▶ YOUR OBJECTIVE:
Your answer must be an exact copy of the lines from the one holding "Please identify the fish head" through the last line of the entries below, with nothing added.

Natural-language object grounding data
══════════

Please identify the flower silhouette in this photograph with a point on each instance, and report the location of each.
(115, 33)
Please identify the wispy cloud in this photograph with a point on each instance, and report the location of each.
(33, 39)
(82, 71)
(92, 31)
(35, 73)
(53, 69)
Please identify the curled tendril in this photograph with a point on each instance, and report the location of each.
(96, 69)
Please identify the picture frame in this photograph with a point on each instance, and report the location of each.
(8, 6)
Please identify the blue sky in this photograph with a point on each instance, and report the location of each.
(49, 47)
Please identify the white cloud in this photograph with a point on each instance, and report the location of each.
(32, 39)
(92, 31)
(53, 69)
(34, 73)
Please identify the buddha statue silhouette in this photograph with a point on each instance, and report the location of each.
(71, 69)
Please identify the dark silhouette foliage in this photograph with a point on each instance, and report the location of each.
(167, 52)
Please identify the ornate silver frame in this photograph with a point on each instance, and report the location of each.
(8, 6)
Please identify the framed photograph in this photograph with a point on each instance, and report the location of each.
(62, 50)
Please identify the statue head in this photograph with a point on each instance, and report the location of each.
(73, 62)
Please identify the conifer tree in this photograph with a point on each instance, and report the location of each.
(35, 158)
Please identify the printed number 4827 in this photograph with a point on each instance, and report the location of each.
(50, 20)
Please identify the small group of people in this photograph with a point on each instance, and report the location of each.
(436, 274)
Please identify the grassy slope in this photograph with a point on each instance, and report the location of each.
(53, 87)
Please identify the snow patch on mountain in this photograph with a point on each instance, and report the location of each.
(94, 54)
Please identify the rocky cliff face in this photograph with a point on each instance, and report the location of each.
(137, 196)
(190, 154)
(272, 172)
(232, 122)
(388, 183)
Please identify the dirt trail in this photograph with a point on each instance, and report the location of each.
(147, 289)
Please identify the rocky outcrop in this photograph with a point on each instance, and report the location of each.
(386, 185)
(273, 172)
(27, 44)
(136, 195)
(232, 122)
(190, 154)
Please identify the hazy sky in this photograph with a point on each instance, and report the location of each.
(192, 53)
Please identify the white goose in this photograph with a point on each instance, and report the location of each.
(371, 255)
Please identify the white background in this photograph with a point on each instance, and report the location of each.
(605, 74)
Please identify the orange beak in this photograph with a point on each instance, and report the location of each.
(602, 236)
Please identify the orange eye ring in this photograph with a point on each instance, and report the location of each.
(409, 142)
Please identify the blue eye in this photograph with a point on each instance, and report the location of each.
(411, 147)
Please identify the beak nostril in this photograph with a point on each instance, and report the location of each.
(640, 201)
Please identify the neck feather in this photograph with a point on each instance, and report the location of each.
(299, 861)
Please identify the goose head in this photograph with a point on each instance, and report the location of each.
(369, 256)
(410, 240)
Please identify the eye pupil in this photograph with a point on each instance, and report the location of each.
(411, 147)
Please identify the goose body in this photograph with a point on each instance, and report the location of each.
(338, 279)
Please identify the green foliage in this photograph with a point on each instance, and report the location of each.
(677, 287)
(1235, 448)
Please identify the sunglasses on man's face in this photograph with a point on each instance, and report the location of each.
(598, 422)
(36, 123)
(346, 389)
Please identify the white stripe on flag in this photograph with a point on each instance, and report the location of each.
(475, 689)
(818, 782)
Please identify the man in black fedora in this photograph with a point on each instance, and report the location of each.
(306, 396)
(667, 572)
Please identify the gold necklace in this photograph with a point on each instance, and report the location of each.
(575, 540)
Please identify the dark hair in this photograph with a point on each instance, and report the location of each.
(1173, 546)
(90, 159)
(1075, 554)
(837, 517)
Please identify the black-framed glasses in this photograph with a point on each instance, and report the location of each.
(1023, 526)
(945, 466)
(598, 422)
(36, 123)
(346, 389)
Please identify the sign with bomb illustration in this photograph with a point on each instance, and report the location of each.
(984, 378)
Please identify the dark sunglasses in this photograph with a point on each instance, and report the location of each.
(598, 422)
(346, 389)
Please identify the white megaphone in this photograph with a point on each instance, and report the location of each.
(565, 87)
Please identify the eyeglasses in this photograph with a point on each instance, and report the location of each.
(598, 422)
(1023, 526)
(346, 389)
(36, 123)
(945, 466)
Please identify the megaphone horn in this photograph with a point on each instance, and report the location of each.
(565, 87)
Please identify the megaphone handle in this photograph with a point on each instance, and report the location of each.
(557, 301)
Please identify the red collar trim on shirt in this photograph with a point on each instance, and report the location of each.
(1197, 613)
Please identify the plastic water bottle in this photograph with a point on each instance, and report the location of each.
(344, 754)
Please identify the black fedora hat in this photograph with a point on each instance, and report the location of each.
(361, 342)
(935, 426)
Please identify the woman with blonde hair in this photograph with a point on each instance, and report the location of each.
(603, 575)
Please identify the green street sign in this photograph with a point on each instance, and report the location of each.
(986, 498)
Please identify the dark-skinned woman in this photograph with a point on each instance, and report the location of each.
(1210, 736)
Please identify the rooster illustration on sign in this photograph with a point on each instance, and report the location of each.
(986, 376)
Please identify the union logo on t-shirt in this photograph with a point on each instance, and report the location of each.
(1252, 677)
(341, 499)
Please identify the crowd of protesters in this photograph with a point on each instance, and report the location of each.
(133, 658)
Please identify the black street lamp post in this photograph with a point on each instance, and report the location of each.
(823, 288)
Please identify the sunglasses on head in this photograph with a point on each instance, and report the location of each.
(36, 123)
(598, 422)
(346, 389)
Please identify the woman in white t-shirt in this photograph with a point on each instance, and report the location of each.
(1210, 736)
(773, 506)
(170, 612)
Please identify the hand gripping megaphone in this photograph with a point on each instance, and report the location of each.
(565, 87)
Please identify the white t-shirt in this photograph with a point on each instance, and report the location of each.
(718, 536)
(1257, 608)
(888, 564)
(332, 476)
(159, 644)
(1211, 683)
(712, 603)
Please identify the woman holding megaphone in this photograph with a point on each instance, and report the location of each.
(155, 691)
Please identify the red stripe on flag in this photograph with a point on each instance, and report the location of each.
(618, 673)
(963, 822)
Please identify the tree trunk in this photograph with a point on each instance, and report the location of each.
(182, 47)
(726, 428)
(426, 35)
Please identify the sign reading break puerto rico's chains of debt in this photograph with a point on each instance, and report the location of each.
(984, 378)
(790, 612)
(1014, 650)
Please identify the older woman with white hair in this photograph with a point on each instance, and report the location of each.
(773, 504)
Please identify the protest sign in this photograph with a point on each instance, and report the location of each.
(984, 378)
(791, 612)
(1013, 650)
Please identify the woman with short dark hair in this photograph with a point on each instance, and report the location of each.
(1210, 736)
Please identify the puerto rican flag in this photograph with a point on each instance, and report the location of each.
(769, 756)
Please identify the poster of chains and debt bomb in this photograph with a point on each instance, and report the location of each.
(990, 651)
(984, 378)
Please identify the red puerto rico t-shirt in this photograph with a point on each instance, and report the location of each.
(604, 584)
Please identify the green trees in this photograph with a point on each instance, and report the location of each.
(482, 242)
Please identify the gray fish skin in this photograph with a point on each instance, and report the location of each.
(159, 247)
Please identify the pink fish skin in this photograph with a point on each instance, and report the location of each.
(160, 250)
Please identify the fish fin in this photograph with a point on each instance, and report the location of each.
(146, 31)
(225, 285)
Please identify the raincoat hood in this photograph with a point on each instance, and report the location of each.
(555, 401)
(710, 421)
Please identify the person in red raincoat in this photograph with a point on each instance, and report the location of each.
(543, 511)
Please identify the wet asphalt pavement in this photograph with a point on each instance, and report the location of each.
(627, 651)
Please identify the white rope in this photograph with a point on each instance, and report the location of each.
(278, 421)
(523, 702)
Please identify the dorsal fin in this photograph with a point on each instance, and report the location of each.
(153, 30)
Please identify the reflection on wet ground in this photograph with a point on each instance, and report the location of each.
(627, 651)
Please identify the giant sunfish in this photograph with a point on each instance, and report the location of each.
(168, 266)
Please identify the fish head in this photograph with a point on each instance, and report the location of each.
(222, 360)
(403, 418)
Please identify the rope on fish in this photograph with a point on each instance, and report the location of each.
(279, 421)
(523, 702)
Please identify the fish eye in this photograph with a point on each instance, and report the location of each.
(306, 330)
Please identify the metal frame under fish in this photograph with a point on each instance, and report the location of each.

══════════

▶ TASK ANSWER:
Please identify the fish head in this photograph with a point on each instance, and report the location of each.
(222, 360)
(403, 418)
Please identify the rope on fish in this photograph with a point on each instance, and report the location of each.
(279, 421)
(523, 702)
Please identify the fish eye in this photograph with a point on each instance, and report the location of each.
(306, 330)
Please identify the metal frame under fish in this photograph with a point on each instance, and report the location of each.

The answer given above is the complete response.